* [Exercise aim]: Without changing anything, set down every line shown below.

(Records shown Opens)

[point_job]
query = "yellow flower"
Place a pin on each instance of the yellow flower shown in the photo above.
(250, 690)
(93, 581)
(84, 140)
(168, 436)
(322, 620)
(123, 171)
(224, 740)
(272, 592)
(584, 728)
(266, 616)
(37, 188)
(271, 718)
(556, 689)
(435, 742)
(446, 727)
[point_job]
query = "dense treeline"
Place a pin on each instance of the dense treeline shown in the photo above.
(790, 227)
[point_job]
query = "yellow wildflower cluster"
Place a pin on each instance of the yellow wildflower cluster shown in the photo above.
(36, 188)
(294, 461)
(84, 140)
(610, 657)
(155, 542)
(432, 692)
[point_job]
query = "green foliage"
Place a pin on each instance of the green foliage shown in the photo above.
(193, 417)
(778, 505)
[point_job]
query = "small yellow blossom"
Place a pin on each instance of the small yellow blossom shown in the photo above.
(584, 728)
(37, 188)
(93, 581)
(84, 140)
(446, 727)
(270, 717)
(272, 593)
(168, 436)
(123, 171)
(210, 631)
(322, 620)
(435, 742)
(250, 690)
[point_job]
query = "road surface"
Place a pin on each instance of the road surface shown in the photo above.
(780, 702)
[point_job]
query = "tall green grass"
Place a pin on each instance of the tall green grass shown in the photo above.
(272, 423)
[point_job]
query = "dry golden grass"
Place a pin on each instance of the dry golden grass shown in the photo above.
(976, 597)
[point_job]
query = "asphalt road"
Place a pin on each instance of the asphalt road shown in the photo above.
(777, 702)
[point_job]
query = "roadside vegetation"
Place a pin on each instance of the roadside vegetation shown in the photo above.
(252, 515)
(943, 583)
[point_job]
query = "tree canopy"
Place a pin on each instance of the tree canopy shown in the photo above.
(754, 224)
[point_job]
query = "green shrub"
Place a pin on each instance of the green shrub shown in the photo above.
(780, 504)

(Records shown Closes)

* [Reply]:
[point_job]
query = "yellow flower"
Place a pin on each instance of the yellow flower shown in the photo above.
(250, 690)
(93, 581)
(84, 140)
(168, 436)
(322, 620)
(123, 171)
(224, 740)
(272, 592)
(584, 728)
(266, 616)
(37, 188)
(271, 718)
(556, 689)
(435, 742)
(446, 727)
[point_job]
query = "dense treeline"
Place a pin on each instance of the dense treeline shown in the photo above.
(790, 227)
[point_job]
query = "yellow wildflower cluster"
Place a pin on each instance of the yellow wildflower cluster shown in the photo above.
(36, 188)
(294, 461)
(84, 140)
(610, 657)
(155, 542)
(432, 692)
[point_job]
query = "green foliage"
Place a pin on each instance of the green foliage shown in the photo above.
(193, 417)
(778, 505)
[point_job]
query = "small yellow blossom"
Place a pin on each instance of the small yellow blossom shown in the photo above.
(584, 728)
(37, 188)
(93, 581)
(84, 140)
(446, 727)
(270, 717)
(272, 593)
(168, 436)
(123, 171)
(210, 631)
(322, 620)
(435, 742)
(250, 690)
[point_job]
query = "road surface"
Place a pin on each instance of the road surface shown in the photo above.
(780, 702)
[point_job]
query = "tall green grass"
Place a pin on each instance of the tall green grass shown in the photo above.
(272, 423)
[point_job]
query = "dry golden grass"
Place a pin on each instance of the dry golden grass shown in the photo above.
(976, 597)
[point_job]
query = "asphalt road"
Place a pin on each instance of the asphalt road shown in the photo above.
(777, 702)
[point_job]
query = "roadside vegetation"
Place a pin on each instance of the roadside vegetation shown in the photo above.
(252, 515)
(943, 583)
[point_job]
query = "tree canopy"
Place a pin on each instance of the tree canopy shown in the photo above.
(754, 224)
[point_job]
query = "green shrub"
Place a pin on each instance of the green shrub shown in the photo above.
(780, 504)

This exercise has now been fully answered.